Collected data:
## BEGIN

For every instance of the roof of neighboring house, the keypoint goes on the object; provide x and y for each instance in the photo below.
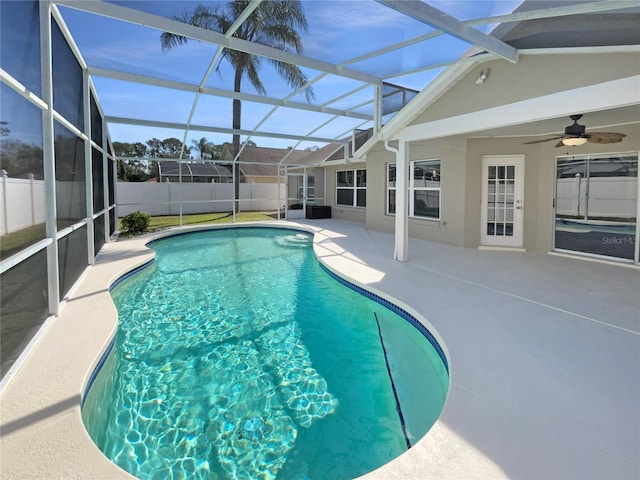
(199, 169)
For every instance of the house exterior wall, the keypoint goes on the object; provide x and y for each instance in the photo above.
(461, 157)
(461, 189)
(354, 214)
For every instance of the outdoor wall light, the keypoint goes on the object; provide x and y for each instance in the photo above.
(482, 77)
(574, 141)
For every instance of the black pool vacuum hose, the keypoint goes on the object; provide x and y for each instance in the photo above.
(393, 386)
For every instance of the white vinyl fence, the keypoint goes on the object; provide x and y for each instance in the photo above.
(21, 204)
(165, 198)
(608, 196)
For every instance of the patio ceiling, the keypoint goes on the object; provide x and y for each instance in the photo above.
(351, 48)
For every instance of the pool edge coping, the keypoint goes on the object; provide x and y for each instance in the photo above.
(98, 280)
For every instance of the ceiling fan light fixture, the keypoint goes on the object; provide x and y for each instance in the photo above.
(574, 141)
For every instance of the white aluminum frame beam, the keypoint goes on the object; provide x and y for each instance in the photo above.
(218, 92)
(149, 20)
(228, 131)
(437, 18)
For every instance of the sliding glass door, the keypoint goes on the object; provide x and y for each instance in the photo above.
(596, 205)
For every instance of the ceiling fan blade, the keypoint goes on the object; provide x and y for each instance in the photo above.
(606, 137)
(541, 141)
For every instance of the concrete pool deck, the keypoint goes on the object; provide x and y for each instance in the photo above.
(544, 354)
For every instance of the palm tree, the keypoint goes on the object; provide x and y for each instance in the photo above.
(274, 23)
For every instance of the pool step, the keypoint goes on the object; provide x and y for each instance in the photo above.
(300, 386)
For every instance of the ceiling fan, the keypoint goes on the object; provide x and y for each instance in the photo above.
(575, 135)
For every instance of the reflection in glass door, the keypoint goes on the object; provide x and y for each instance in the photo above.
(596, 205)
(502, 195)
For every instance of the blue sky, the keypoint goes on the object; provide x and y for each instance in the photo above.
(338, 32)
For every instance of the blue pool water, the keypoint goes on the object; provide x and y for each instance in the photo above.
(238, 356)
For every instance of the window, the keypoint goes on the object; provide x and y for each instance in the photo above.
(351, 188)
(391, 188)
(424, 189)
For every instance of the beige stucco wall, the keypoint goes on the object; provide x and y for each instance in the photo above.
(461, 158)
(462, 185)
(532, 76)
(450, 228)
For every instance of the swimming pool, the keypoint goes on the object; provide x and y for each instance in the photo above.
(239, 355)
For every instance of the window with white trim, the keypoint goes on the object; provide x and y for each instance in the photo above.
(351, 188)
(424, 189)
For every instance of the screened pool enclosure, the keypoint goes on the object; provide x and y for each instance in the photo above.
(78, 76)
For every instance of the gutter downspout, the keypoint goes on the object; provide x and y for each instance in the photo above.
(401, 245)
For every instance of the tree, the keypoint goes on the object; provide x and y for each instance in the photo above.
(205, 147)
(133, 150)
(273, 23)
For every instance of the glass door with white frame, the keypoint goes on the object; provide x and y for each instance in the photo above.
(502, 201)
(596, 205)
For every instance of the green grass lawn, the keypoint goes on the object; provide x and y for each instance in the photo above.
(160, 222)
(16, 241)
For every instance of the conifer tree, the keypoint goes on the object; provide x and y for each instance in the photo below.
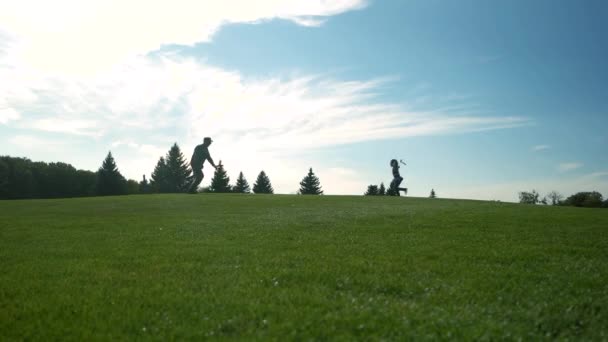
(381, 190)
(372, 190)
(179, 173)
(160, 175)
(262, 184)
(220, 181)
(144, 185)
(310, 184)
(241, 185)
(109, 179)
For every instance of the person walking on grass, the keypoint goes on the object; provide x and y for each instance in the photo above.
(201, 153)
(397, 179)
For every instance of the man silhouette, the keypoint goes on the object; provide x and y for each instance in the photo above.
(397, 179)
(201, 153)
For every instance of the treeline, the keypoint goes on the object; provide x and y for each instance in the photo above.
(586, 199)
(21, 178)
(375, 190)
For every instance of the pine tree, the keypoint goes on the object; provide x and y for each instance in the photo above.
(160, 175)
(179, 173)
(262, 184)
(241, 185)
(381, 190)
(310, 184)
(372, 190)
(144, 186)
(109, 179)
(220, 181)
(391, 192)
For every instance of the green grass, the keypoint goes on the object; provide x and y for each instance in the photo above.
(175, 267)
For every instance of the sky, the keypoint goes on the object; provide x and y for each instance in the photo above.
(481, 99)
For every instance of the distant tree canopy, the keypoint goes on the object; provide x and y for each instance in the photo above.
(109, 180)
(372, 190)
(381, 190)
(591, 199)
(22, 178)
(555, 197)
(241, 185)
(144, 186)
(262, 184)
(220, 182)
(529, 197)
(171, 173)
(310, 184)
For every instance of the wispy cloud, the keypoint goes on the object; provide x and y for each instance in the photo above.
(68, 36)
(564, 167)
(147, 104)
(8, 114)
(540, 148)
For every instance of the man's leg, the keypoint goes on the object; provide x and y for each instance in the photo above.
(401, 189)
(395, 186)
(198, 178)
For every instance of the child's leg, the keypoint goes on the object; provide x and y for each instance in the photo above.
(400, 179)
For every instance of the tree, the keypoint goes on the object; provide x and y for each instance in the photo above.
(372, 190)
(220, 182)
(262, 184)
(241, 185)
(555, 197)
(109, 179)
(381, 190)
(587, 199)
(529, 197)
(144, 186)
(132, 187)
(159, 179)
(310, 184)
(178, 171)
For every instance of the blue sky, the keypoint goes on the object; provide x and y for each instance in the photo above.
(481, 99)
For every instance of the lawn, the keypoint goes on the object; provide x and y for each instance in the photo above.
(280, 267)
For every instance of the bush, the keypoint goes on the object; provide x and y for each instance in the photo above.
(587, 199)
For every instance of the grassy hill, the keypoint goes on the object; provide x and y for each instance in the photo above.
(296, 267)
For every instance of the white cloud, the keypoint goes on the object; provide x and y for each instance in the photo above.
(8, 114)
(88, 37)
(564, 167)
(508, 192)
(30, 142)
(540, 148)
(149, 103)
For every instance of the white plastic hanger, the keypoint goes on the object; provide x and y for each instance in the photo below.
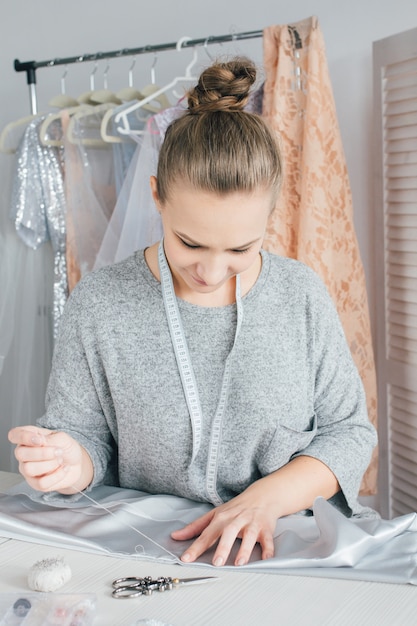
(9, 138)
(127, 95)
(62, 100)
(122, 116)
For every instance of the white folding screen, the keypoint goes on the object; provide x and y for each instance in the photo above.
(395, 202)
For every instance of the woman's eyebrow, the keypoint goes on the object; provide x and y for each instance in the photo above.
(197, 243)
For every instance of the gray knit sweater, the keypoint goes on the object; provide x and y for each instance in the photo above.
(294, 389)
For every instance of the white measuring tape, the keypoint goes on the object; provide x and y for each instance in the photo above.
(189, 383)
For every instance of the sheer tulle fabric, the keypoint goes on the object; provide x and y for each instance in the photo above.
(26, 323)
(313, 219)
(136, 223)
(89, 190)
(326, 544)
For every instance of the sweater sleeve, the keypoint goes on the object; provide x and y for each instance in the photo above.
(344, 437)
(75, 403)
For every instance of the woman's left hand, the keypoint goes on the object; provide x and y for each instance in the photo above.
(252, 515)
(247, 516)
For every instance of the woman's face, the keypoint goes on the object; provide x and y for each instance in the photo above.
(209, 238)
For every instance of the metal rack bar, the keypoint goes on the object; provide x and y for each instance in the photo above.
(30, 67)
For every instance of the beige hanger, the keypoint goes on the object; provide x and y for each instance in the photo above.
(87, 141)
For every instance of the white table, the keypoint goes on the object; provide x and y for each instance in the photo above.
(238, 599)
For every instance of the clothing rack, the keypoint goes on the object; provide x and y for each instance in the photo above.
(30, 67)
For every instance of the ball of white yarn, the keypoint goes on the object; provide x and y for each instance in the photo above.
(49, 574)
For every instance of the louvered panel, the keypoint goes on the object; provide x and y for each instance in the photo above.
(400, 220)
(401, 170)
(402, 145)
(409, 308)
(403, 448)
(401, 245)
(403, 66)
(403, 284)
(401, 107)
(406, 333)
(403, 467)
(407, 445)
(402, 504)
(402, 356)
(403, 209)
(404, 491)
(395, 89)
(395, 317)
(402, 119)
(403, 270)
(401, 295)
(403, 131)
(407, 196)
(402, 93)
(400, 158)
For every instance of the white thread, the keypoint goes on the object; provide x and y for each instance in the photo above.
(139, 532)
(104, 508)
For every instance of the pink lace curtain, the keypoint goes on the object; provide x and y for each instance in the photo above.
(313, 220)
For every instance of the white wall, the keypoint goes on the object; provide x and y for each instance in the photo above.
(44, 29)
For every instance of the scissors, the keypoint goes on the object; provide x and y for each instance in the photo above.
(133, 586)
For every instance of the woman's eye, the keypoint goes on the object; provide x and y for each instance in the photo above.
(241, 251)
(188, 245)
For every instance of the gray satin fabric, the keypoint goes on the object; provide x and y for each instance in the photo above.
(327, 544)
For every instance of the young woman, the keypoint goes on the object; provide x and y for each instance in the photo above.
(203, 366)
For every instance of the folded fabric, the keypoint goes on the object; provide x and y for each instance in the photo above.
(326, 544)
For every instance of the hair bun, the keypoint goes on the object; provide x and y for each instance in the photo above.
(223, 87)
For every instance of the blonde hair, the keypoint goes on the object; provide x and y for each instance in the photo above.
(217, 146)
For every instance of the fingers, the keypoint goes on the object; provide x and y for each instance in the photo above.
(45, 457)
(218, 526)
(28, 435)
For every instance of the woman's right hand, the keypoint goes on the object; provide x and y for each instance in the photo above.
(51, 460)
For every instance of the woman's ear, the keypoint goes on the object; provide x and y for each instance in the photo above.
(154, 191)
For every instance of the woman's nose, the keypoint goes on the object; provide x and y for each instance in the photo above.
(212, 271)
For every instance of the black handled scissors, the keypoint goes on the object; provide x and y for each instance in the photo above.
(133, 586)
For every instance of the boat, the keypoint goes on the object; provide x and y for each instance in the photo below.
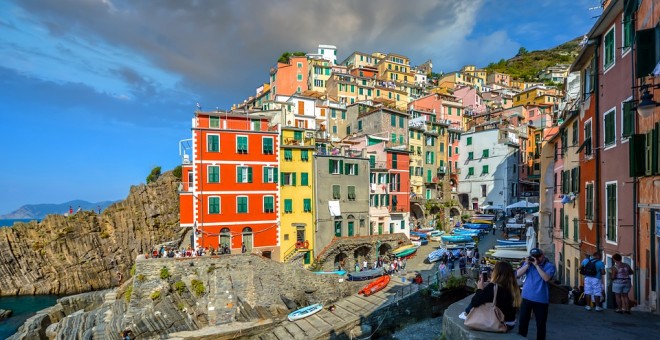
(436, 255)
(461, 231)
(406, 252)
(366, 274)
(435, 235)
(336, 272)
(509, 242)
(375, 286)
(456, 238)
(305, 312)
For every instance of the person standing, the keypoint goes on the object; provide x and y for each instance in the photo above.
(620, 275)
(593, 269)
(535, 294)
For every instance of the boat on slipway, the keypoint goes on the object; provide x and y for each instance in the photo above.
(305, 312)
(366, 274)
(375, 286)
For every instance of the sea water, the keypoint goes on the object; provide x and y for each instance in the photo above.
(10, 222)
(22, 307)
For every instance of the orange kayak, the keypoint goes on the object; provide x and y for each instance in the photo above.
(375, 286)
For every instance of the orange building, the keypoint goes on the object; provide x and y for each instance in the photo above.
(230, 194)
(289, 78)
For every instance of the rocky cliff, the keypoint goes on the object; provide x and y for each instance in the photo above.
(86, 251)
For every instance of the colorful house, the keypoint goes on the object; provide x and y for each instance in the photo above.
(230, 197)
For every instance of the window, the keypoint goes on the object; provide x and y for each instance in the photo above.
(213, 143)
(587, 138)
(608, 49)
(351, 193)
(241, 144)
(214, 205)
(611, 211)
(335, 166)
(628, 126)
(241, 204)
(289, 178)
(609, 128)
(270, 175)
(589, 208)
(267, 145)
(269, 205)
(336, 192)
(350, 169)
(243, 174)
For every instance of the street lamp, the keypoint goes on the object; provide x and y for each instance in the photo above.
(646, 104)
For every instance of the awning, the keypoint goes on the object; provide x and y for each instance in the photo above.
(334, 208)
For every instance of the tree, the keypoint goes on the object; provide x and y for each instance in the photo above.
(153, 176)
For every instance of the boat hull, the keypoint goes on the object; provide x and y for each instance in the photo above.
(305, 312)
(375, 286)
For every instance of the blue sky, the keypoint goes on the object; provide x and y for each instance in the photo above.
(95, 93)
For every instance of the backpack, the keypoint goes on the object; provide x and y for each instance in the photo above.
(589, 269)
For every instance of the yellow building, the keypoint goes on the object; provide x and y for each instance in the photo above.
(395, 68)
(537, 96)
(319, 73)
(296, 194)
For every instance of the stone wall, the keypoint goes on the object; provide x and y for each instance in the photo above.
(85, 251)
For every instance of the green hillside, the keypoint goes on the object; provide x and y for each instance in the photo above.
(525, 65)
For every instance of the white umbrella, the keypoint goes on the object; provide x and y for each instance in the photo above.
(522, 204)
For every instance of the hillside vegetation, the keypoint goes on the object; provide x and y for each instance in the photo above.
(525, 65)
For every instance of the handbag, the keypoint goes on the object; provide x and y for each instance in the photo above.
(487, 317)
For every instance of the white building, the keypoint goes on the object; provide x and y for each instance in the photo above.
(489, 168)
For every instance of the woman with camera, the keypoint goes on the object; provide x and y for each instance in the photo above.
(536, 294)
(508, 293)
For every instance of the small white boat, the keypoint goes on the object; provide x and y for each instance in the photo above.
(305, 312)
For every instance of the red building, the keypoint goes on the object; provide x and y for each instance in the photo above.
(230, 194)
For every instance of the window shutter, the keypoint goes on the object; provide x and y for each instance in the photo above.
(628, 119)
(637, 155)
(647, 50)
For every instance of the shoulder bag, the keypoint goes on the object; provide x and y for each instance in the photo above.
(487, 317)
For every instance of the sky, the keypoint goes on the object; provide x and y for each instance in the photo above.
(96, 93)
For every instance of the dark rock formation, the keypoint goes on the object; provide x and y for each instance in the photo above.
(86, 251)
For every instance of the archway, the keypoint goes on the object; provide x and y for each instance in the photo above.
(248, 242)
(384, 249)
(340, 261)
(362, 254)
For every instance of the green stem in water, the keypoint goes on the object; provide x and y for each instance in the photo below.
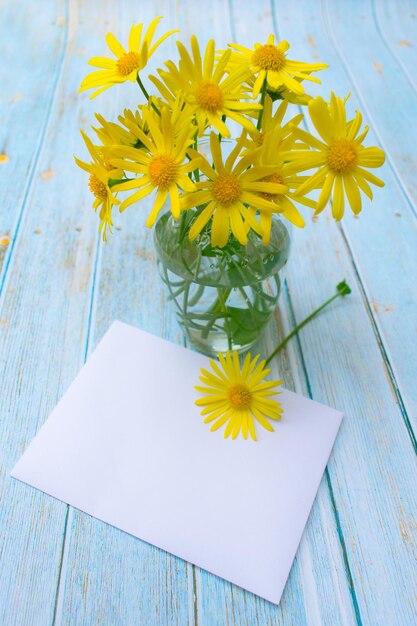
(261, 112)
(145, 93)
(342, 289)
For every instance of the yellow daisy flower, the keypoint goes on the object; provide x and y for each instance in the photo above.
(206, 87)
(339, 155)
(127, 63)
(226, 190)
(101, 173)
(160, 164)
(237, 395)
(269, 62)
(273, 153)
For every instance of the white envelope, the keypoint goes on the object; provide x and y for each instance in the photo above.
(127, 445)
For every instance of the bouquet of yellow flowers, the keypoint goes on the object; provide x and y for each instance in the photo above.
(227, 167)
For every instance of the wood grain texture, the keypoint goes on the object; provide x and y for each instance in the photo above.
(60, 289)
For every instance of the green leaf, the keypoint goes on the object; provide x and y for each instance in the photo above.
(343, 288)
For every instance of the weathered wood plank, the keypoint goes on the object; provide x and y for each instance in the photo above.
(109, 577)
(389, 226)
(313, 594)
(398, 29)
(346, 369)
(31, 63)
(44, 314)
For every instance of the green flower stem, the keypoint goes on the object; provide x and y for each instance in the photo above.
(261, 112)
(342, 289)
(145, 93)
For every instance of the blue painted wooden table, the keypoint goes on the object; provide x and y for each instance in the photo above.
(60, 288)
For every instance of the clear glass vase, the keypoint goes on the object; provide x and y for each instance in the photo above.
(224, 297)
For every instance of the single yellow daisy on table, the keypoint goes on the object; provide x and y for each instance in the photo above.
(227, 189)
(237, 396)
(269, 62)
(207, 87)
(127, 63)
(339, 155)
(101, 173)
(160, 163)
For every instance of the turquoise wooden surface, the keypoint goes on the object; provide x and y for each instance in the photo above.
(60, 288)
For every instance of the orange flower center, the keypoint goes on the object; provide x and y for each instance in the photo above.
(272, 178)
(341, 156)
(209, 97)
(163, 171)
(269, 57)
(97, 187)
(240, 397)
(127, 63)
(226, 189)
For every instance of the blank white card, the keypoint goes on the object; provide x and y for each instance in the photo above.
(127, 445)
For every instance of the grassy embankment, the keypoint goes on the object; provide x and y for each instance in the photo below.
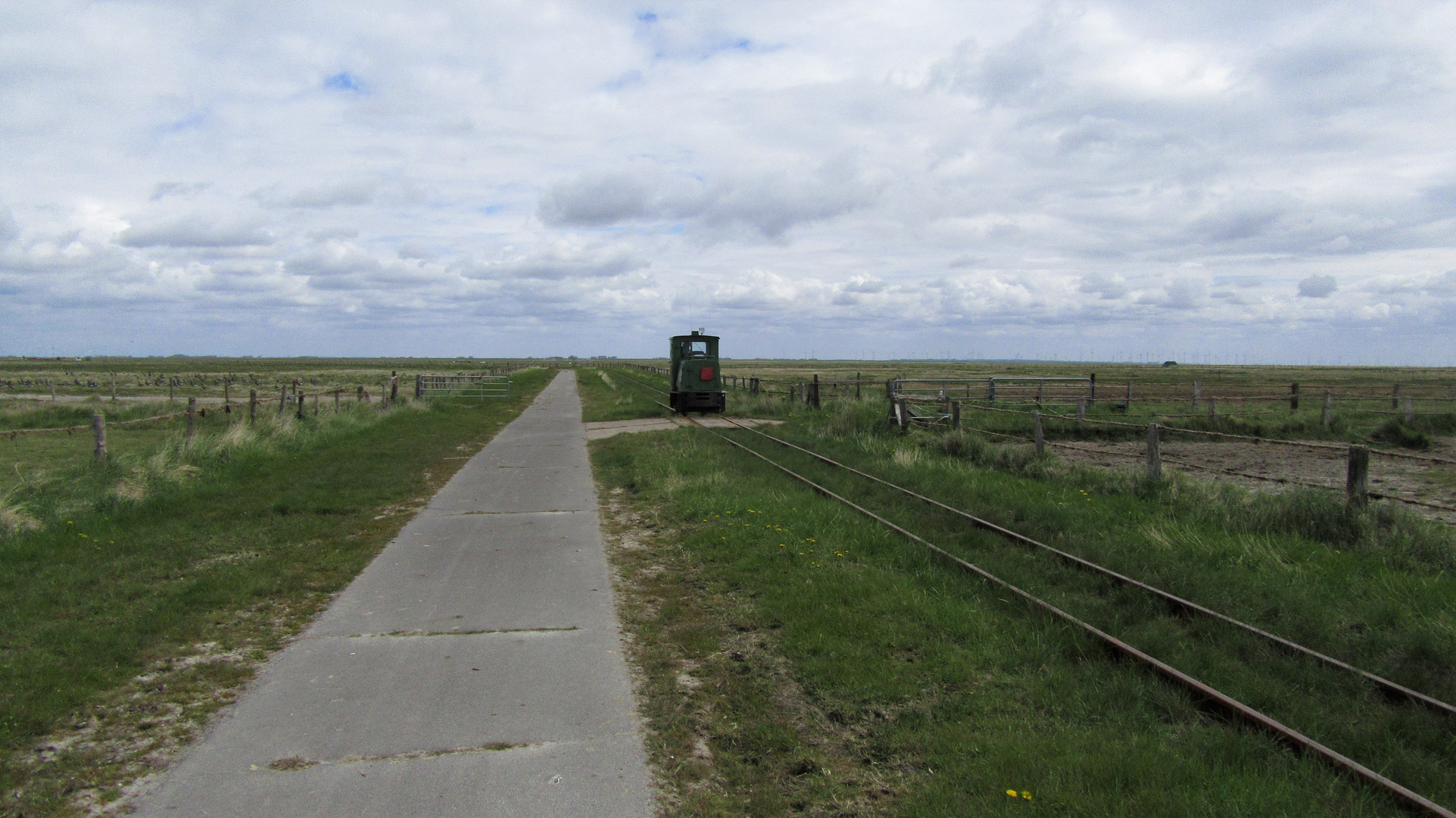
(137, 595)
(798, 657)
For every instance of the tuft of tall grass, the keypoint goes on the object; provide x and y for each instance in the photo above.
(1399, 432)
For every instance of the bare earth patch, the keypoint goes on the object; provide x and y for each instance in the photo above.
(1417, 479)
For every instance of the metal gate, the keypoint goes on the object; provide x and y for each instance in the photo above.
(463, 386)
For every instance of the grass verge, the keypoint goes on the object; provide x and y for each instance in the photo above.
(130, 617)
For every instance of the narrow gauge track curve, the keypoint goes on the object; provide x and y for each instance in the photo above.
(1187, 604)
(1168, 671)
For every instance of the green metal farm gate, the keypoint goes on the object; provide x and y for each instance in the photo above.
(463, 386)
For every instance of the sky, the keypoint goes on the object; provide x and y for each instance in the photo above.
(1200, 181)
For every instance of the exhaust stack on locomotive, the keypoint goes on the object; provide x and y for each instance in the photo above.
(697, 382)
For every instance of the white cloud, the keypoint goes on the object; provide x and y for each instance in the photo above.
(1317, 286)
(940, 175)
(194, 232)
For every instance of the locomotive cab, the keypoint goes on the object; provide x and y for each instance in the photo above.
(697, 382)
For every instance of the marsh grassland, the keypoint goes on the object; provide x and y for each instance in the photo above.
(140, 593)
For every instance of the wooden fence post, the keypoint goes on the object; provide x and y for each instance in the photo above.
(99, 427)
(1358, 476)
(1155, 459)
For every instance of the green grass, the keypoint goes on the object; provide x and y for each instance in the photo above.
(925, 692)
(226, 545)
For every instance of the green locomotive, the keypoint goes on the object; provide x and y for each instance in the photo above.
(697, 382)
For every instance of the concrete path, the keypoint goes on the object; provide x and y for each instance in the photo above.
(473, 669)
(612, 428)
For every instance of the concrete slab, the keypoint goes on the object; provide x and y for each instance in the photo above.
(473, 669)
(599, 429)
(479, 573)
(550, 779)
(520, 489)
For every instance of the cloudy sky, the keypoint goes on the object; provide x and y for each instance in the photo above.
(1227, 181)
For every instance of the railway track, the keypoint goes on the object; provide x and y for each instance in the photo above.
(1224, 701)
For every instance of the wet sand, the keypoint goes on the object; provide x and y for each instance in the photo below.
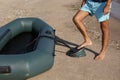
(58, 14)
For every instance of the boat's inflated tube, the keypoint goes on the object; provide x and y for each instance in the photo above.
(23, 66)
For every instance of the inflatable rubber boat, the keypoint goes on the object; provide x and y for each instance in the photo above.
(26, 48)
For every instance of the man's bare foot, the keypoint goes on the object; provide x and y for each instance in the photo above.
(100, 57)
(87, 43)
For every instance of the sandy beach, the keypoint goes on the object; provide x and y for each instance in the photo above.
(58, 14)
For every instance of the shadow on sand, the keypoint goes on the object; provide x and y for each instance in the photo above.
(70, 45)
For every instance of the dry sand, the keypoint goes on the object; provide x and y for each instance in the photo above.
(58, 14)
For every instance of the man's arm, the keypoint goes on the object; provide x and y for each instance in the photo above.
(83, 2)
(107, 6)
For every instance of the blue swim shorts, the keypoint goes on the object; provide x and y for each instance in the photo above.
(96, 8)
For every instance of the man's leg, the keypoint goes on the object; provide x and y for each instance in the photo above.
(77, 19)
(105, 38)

## END

_JOB_
Could you give again exactly the lines from the line containing "For every instance of the sandy" through the final line of the data above, and no others?

_EXERCISE ANSWER_
For every instance of the sandy beach, the keypoint goes on the object; provide x and y for each instance in the photo above.
(58, 14)
For every instance of the shadow on sand, the keypoint goes on the object; provide x and y for each instance in the photo above.
(70, 45)
For every instance of the dry sand, the keypoint goes on the object; provide x and y for each instance in the photo above.
(58, 14)
For every instance of the man's arm, the keypoint goes on the object; provide x and y for each instance in the photo above.
(83, 2)
(107, 6)
For every instance of the blue swim shorts, the keypoint goes on the object; provide x and y for each instance in the photo above.
(96, 8)
For every instance of the man's leg, the keypoint goes on the object; provide x and y for each instance in the photo above.
(77, 19)
(105, 38)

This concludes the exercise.